- **Testo di partenza**
● ● ● ● ●

Vi è capitato di sentir nominare la parola “resilienza” ultimamente? Che cos’è la resilienza? Per chi ancora non ne avesse sentito parlare si tratta della capacità di resistere e reagire alle difficoltà della vita, mettendo in atto svariate strategie. Fondamentalmente per noi esseri umani è una questione di atteggiamento mentale volto a ottimizzare e sfruttare anche i momenti peggiori trasformandoli in opportunità.
Alla base di tutto questo c’è una questione che non si può tralasciare, ossia che la resilienza è strettamente legata all’adattamento, utilizzando un termine caro a Darwin.
Prima di scrivere questo breve articolo mi sono chiesto se parlare di resilienza rispetto alle piante non fosse del tutto corretto. Mi sono anche detto, con una certa incredulità, che magari sarei stato uno tra i primi a fare un parallelismo di questo tipo. Ma poi dopo aver effettuato una ricerca bibliografica ho trovato due precedenti illustri in Italia che hanno utilizzato questo termine proprio associandolo al mondo vegetale.

● ● ● ● ●

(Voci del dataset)
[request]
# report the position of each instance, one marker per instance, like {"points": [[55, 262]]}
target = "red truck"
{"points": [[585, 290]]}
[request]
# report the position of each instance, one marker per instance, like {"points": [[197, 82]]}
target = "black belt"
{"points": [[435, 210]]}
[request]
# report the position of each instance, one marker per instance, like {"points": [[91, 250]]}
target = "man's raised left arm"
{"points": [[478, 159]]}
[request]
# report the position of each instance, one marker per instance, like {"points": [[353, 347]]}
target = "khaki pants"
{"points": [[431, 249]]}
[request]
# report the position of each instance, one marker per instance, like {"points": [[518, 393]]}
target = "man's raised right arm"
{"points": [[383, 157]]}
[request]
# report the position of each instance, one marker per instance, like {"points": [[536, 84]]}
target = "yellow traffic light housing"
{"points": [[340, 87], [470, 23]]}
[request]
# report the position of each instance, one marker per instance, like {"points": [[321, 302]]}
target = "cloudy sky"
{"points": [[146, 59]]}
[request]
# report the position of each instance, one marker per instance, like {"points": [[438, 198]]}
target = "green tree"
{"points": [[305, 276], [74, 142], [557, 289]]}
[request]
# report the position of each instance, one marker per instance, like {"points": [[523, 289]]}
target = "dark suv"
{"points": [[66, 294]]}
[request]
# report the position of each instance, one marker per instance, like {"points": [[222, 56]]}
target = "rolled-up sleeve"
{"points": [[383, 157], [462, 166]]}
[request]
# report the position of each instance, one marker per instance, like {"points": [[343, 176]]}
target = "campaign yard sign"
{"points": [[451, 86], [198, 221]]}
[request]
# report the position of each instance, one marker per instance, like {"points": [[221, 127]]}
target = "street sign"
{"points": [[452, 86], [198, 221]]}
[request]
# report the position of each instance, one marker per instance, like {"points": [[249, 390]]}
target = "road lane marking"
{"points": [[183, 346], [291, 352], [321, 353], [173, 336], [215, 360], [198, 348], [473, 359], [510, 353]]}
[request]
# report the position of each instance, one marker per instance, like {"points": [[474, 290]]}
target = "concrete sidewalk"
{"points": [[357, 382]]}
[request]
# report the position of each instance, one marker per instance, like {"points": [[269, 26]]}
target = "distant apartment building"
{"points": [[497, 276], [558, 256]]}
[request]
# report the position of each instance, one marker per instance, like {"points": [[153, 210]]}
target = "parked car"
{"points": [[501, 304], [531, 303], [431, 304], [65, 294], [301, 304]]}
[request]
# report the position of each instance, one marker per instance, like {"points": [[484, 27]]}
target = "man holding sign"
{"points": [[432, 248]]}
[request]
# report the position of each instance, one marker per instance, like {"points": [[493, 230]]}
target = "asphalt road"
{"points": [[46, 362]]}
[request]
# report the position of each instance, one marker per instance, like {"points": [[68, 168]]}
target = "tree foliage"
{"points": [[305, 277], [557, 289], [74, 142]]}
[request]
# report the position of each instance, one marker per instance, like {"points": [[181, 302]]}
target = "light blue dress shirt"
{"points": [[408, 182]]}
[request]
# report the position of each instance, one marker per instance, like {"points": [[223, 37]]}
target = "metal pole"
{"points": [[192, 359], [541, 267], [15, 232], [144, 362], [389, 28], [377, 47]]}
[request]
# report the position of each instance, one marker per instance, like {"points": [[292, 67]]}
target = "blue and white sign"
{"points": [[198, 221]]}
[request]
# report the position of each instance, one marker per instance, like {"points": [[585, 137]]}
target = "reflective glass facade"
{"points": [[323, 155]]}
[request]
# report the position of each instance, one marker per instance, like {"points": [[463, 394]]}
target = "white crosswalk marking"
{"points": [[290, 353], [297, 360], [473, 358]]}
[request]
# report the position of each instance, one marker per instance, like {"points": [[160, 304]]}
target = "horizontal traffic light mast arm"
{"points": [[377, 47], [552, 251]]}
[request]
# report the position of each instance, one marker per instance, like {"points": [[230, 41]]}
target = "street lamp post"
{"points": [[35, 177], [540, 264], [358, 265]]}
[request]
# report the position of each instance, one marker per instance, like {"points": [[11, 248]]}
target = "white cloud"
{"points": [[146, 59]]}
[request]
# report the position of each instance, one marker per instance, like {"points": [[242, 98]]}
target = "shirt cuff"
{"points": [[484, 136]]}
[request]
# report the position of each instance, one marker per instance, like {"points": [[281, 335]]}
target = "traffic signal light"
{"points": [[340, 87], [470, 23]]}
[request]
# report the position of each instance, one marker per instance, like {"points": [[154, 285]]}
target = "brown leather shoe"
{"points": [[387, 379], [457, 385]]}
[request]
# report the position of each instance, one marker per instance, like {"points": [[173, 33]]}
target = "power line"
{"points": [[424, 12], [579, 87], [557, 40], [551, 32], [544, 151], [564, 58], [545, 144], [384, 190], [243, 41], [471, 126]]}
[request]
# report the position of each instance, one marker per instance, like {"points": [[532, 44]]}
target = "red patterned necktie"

● ● ● ● ●

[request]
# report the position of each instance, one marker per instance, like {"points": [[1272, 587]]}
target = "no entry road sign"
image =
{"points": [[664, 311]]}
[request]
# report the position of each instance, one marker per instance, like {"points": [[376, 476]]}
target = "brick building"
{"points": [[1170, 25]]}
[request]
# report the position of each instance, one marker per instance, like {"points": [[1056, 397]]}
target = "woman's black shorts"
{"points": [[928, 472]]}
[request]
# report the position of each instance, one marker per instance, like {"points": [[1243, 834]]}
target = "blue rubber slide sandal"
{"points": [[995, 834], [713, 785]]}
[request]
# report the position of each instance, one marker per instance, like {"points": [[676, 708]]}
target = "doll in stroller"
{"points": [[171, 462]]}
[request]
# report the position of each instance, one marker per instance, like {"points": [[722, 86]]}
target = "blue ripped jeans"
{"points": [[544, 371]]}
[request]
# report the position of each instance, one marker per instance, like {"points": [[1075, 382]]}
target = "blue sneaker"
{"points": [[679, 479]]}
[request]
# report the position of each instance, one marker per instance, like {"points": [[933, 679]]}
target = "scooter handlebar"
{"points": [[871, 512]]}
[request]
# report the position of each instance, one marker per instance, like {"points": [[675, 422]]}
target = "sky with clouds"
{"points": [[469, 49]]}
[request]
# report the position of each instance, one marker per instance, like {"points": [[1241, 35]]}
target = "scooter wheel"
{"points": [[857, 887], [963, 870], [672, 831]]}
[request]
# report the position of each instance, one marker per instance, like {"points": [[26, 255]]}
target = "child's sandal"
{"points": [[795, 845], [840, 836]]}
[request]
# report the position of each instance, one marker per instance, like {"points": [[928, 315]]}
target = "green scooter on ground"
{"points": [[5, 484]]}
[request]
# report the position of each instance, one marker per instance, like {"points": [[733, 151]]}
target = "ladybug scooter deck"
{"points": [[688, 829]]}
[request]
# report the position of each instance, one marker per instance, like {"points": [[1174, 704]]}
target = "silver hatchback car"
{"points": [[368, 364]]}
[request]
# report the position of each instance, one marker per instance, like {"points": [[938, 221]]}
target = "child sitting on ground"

● ● ● ● ●

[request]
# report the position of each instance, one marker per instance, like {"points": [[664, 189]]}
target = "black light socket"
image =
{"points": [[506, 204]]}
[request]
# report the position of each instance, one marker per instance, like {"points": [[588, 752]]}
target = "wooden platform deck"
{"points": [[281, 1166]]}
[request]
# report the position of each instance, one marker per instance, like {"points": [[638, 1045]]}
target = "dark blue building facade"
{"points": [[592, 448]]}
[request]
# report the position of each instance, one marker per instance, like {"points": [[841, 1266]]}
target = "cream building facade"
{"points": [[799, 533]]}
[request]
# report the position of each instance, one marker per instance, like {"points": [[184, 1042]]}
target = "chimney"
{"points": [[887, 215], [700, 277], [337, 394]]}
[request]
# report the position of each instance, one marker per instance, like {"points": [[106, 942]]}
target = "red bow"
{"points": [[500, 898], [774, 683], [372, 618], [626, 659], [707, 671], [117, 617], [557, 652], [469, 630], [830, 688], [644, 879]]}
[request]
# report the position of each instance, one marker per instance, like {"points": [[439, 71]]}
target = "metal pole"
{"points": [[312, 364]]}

● ● ● ● ●

- **Compito assegnato A**
Ricopia dal testo sulla resilienza il brano che comincia con le parole “Prima di scrivere” e si chiude dopo “al mondo vegetale.”.
- **Compito assegnato B**
Rispondi a queste domande sul testo sulla resilienza:
(i) Per gli esseri umani, di che cosa è fondamentalmente una questione la resilienza?
(ii) Il termine a cui la resilienza è strettamente legata è caro a quale studioso?
(iii) Quanti precedenti illustri in Italia sono emersi dalla ricerca bibliografica?
Occorre basarsi unicamente sul testo.

- **Risposta attesa A**
Prima di scrivere questo breve articolo mi sono chiesto se parlare di resilienza rispetto alle piante non fosse del tutto corretto. Mi sono anche detto, con una certa incredulità, che magari sarei stato uno tra i primi a fare un parallelismo di questo tipo. Ma poi dopo aver effettuato una ricerca bibliografica ho trovato due precedenti illustri in Italia che hanno utilizzato questo termine proprio associandolo al mondo vegetale.

- **Risposta attesa B**
(i) Di atteggiamento mentale.
(ii) A Darwin.
(iii) Due.